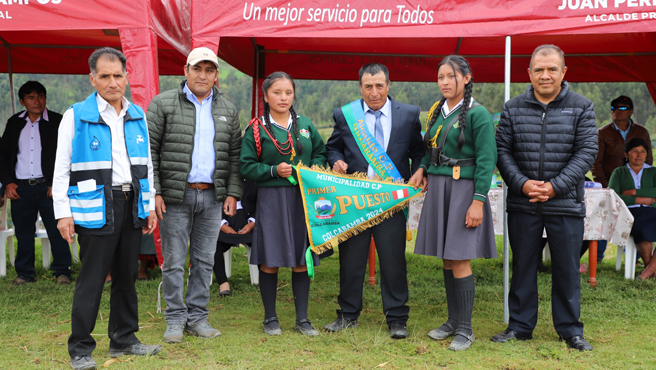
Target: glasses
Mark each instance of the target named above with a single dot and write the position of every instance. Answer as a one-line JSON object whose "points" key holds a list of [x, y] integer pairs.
{"points": [[618, 108]]}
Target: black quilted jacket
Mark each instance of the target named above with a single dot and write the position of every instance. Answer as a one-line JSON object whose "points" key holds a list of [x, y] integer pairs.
{"points": [[557, 144]]}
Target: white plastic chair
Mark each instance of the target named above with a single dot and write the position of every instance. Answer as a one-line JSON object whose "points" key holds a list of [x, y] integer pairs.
{"points": [[45, 244], [6, 239], [629, 259]]}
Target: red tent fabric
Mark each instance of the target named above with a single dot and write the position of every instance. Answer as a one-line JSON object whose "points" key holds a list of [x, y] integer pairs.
{"points": [[57, 36], [604, 40]]}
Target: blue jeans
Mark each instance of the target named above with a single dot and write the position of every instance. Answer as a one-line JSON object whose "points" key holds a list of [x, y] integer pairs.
{"points": [[197, 221], [34, 199]]}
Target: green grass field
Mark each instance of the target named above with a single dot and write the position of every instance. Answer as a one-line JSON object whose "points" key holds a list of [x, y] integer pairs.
{"points": [[618, 317]]}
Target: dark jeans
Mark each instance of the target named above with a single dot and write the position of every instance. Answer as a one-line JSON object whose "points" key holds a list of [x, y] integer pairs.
{"points": [[120, 251], [565, 235], [389, 237], [34, 199]]}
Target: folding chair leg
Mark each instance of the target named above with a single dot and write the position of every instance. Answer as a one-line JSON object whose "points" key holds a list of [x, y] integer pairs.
{"points": [[75, 251], [3, 255], [227, 258], [10, 246], [618, 259]]}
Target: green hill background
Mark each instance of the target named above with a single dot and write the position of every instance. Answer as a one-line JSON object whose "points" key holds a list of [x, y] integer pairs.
{"points": [[317, 99]]}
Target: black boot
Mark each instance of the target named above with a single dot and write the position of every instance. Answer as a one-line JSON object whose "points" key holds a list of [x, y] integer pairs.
{"points": [[465, 290], [447, 329]]}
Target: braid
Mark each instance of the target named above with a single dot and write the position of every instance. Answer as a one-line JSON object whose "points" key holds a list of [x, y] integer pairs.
{"points": [[433, 118], [295, 128], [462, 117], [267, 111]]}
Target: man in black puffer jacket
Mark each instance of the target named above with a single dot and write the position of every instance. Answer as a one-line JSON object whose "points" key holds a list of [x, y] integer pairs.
{"points": [[547, 142]]}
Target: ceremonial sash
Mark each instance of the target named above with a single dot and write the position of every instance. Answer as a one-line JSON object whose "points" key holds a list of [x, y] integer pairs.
{"points": [[372, 150], [338, 207]]}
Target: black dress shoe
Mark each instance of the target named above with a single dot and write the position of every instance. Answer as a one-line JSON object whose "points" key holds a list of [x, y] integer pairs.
{"points": [[83, 363], [137, 349], [398, 330], [341, 323], [509, 334], [577, 342]]}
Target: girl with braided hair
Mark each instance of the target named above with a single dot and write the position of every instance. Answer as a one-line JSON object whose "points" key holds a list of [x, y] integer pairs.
{"points": [[271, 145], [456, 221]]}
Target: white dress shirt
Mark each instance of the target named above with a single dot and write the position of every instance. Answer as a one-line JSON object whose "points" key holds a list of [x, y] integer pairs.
{"points": [[28, 159], [120, 160], [385, 120]]}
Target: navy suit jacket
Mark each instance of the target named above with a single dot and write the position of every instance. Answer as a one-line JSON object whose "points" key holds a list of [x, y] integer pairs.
{"points": [[405, 142]]}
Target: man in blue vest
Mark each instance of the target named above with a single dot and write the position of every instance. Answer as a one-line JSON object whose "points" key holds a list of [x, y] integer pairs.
{"points": [[102, 190]]}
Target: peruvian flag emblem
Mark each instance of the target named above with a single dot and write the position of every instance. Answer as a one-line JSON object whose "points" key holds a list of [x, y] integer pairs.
{"points": [[400, 194]]}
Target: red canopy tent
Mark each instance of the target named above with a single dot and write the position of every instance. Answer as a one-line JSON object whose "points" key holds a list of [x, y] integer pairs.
{"points": [[57, 36], [604, 40]]}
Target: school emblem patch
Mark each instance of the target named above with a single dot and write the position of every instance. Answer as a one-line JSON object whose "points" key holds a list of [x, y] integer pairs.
{"points": [[95, 144]]}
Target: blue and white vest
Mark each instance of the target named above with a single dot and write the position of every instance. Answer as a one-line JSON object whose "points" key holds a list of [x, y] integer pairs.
{"points": [[92, 210]]}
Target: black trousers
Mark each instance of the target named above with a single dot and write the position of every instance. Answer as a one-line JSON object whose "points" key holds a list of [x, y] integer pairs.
{"points": [[389, 237], [565, 234], [120, 251]]}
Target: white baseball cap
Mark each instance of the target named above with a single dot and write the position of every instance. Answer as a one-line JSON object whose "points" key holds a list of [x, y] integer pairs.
{"points": [[202, 54]]}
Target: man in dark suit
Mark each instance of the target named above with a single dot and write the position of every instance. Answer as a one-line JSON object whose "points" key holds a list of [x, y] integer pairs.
{"points": [[27, 162], [235, 230], [397, 131]]}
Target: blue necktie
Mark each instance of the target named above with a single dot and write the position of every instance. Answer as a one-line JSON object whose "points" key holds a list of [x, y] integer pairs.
{"points": [[379, 135]]}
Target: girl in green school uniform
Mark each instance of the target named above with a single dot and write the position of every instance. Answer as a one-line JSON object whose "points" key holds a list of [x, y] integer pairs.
{"points": [[456, 221], [271, 145]]}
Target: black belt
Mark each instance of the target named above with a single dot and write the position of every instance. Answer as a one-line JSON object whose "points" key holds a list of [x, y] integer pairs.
{"points": [[31, 182], [124, 188], [451, 162]]}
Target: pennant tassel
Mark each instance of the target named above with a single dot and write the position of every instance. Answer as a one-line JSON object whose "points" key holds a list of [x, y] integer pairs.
{"points": [[309, 262]]}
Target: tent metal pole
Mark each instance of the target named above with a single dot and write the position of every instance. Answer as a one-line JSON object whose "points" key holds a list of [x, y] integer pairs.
{"points": [[506, 244], [256, 80], [11, 77]]}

THE REQUEST: All of the entries above should be duplicated exactly, except for the pictures.

EXERCISE OUTPUT:
Target: glasses
Mark each instance of the target named above with a single dot and write the position of every instance. Answer as a one-line JSON object whose "points" key holds a list of [x, y] integer pairs.
{"points": [[618, 108]]}
Target: black quilted jacket
Mark each instance of the target named above with a single dot and write the position of every instance. Answer as a one-line JSON object whose "points" key holds a list of [x, y] integer pairs.
{"points": [[557, 144]]}
Target: white plastic chair
Mark each instance of the target named above with a single dot and write the position of every instance. Answer as a one-line JSON object whose "points" key holds a list of [x, y] integer pairs.
{"points": [[45, 244], [6, 239], [629, 259]]}
Target: red tent fabric
Mark each instance of the target named above with a single dot and write the position of every instance. Answer as a one-line JSON object whose "points" key holds a list of [x, y] integer pairs.
{"points": [[57, 36], [604, 40]]}
Target: blue jeans
Mark each instance of the target named above with a single dot and write the position of every instance. Answer as a one-line JSON object whose "points" key holds a list of [x, y] integer pairs.
{"points": [[197, 221], [34, 199]]}
Target: green grass field
Mark each instance of the target named above with a single dot and write the position of every instance. Answer as a one-line JSON object whose "points" key holds a list of [x, y] integer pairs.
{"points": [[618, 317]]}
Target: dark jeans
Mark each instance of the target named above with a single dot and write the position of every instance. Answer as a one-line JSON object whose "points" key holds a list of [x, y] integer pairs.
{"points": [[120, 251], [565, 235], [389, 237], [34, 199]]}
Target: folding chair leg
Mark each instance of the target named above with a single dot and write the position of every instance. Answer as a one-line JSON object whose "points" key holds a list of [x, y] integer pairs.
{"points": [[75, 251], [3, 255], [227, 258], [10, 246], [618, 259]]}
Target: green hill background
Mark each instance of the target named above with a single dot and write the position of every instance. Answer as a one-line JSON object whose "points" key holds a list of [x, y] integer pairs.
{"points": [[317, 99]]}
Target: black boot
Mark each instance of the target named above with a single dot and write the position of every instance. Answer as a one-line JSON object whose "points" key holds a list of [x, y] integer pairs.
{"points": [[465, 290], [447, 329]]}
Target: braid
Mark each instance of the target named above with a single dot and write the position of every instance. Answer as a one-line JSON object whose "points" key holds a list of [x, y] integer pairs.
{"points": [[433, 118], [295, 128], [462, 117], [267, 111]]}
Target: man in black puffer jacket
Mark each instance of the target named above with a single dot and write the position of every instance. Answer as a one-line JSON object whose "points" key holds a list of [x, y] integer pairs.
{"points": [[547, 142]]}
Target: ceremonial sash
Mark each instance of the target named above with a single dot and write the position of every instance. Answer as a one-line JSON object whose "points" key holds a list of [x, y] integer pairs.
{"points": [[372, 150], [338, 207]]}
Target: black dress shoe
Mark each instance of the target named above with a single dot and write the position of every instance. Answer as a one-line JSON object whose "points" key holds a list of [x, y] integer pairs.
{"points": [[83, 363], [137, 349], [398, 330], [341, 323], [509, 334], [577, 342]]}
Target: girl with braided hair
Mark each instance of the target named above with a single dot and write the position of every instance. Answer as a one-line JSON object whose "points" key holds a list of [x, y] integer pairs.
{"points": [[271, 145], [456, 221]]}
Target: white dress shirt
Mark each instance of the target named above with a single dot and write the position of every instance. Answer as a one-line JSON object whose "points" key holds a list of [x, y] integer pairs.
{"points": [[28, 159], [120, 160], [385, 120]]}
Target: navy suit jacket
Mark each instance of the target named above with a single dot and write the position of every instance. Answer as a one-line JSON object whose "points" key holds a list of [x, y] integer pairs.
{"points": [[405, 142]]}
Target: man in blue vest
Mark each instance of the target named above with a single dot and write the position of every instance. Answer as a one-line JSON object whose "points" key holds a list of [x, y] integer pairs.
{"points": [[102, 190]]}
Target: peruvian flag emblem
Mark each instance of the target named above with a single dot and write the position of every instance. Answer as a one-line JSON object whose "points" key holds a list of [x, y] integer pairs.
{"points": [[400, 194]]}
Target: red canopy tent
Mark each instance of the target named above with a single dot and write the position of every instance. Answer as a one-line JSON object whose "points" key holds a list of [x, y] integer pairs.
{"points": [[57, 36], [604, 40]]}
Target: school emblem patch
Mark each instance of the target named above with a single dot and write the position of every instance. Answer as a one-line JSON object whose "points" key holds a list of [x, y] integer pairs.
{"points": [[95, 144]]}
Target: blue and white vest
Mark each instance of the target named above with a single dot and write the position of every instance. Answer as a one-line JSON object whose "points" key holds a list of [x, y] integer pairs.
{"points": [[92, 210]]}
Target: black trousers
Mark each instance of the target named above with a single dot and write the position of every instance. Answer as a one-line JSON object whose "points" key holds a list of [x, y] integer pairs.
{"points": [[389, 237], [565, 234], [120, 251]]}
Target: white baseball cap
Mark each instance of the target named above with a single dot and write the position of every instance. Answer as a one-line JSON object whose "points" key holds a list of [x, y] integer pairs.
{"points": [[202, 54]]}
Target: man in dark suit
Mark each instance of the target named above with a single dot and write the position of every instance. Answer as a one-line JSON object whose "points" key holds a list of [x, y] integer pairs.
{"points": [[27, 162], [235, 230], [397, 131]]}
Target: blue necktie
Mark each instance of the target named above with a single dot and write the position of every instance. Answer as a one-line JSON object whose "points" key holds a list of [x, y] integer pairs.
{"points": [[379, 135]]}
Target: girl in green school uniform
Mark each instance of the target named above with a single dot and write the position of every instance. Answer as a one-line JSON object whose "points" key holds a list of [x, y] integer pairs.
{"points": [[456, 221], [271, 145]]}
Target: black belt
Mark each instance of the target named above with a single dot and write the position of every instance. Answer as a one-line JSON object whose "points" key holds a list of [x, y] integer pairs.
{"points": [[31, 182], [124, 188], [451, 162]]}
Target: pennant tassel
Mark each instance of the target named above with a single dot and write the position of every instance. Answer as a one-line JSON object whose "points" key holds a list of [x, y] integer pairs.
{"points": [[309, 262]]}
Target: tent metal pole
Mark each instance of the target named above with a single dot and write the position of every instance. Answer as a one-line JSON object whose "points" key holds a list of [x, y] integer pairs.
{"points": [[506, 244], [256, 80], [11, 77]]}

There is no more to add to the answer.